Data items
———

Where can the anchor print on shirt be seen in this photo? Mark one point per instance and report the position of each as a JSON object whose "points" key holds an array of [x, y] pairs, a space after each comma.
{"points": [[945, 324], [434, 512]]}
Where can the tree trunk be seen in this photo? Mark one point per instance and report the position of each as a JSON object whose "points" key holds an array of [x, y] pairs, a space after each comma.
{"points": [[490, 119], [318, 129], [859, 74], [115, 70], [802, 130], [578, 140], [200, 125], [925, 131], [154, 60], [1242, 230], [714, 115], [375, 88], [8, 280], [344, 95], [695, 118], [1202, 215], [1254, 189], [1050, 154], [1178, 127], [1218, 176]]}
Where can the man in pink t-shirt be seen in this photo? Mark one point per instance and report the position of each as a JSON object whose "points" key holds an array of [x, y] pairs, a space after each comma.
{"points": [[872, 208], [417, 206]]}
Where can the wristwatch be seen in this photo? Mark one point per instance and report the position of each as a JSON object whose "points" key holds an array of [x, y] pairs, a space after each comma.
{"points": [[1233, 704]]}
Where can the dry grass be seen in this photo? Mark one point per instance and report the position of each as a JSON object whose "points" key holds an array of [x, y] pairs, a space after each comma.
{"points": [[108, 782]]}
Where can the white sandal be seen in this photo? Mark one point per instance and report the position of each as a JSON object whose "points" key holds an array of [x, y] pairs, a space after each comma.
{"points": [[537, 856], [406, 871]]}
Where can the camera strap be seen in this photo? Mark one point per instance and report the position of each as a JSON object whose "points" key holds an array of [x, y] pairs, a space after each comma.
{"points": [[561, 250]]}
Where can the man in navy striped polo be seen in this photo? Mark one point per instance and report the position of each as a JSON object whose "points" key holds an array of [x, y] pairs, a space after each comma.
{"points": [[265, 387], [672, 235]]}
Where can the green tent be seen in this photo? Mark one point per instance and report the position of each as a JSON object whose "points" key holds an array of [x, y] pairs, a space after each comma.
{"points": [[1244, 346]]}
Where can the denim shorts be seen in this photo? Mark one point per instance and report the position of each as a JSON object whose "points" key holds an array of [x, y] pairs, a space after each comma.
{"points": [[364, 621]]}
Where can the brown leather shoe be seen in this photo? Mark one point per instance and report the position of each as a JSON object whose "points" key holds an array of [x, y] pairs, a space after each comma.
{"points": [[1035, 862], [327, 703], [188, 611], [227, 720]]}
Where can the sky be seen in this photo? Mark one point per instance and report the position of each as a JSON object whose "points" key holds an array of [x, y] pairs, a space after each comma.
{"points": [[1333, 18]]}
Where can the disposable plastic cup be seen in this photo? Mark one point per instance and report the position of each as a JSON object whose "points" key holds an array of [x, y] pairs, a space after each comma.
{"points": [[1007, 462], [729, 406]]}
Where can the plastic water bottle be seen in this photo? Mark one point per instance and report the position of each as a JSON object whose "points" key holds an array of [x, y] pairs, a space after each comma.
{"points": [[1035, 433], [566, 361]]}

———

§ Directions
The data above must be repeated in its entirety, exactly as given.

§ Solution below
Where can the anchor print on shirt be seen in this photo? Mark one point per instance and report the position of each as a JSON object whose "points" key holds an array of [x, y] pairs, a space after each comma.
{"points": [[945, 324], [434, 512]]}
Where can the tree trunk be seen in this photo? Mark one point per instance and report the position of each as a JSON object whose "points" key holds an array of [x, y] pairs, a space after each comma.
{"points": [[490, 119], [318, 129], [859, 74], [115, 70], [802, 130], [578, 140], [200, 125], [925, 131], [154, 60], [1242, 230], [714, 115], [375, 88], [8, 280], [344, 95], [695, 118], [1202, 215], [1254, 189], [1050, 154], [1178, 127], [1218, 176]]}
Where can the man in pink t-shirt be seen in this photo? Mark one point per instance and report the position of each as a JSON object whose "points" key holds an array of [x, y] pairs, a space after each comma.
{"points": [[872, 208], [417, 206]]}
Where can the wristwatch be seen in this photo? Mark one point per instance and report the position of each as a JSON object whose "points" key holds an array of [x, y] pairs, a space after each comma.
{"points": [[1233, 704]]}
Where can the dry grass be seen in this photo? Mark one point per instance and report the position of each as a JSON object whose "points" key holds an array of [x, y] pairs, a space after each comma.
{"points": [[108, 782]]}
Where can the white sandal be seen in this photo? Mark one point per instance and report the position of each as a JSON object whose "points" key holds an array of [x, y] pairs, a space after each comma.
{"points": [[537, 856], [406, 871]]}
Where can the camera strap be seen in this photo? Mark one point per instance and report the position of each as a JSON object whose "points" key holds an array of [x, y] pairs, a space after each comma.
{"points": [[561, 250]]}
Where can the man in navy striped polo be seen in this photo? Mark one point per instance and report the position of each as a JSON object whose "points" key holds an array of [x, y] pairs, a space after each comma.
{"points": [[265, 387], [672, 235]]}
Where can the green tent be seen in this photo? Mark one point per instance and report the position of each as a JSON object whose "points" key holds an array of [x, y] pairs, a space after each comma.
{"points": [[1244, 346]]}
Where can the denim shorts be seen in this photo? Mark one point per instance and report the position of each as a JSON object whose "points" key holds an array of [x, y] pairs, a space after each comma.
{"points": [[364, 621]]}
Where can the brown leather shoe be seen in this photo? Mark one point per instance and report the position of each as a JSON object whose "points" key holds an array of [x, y] pairs, a space after each comma.
{"points": [[1035, 862], [327, 703], [188, 611], [227, 720]]}
Where can the sky be seen in this photo? Mark one point per instance and report the position of each as a JSON object whose "points" key holds an array of [x, y] pairs, a space after each comma.
{"points": [[1333, 18]]}
Where can the disposable plastic cup be seen in this photo? Mark one point per instance and report the position of each as a JSON object whose "points" key holds an array of [x, y] pairs, a space after each comma.
{"points": [[1007, 462], [729, 406]]}
Where can the plastic water bottle be seen in this photo? Mark one point per instance and report the position of each as a JSON object whose "points" key holds an array of [x, y] pairs, a space after each comma.
{"points": [[1035, 433], [566, 361]]}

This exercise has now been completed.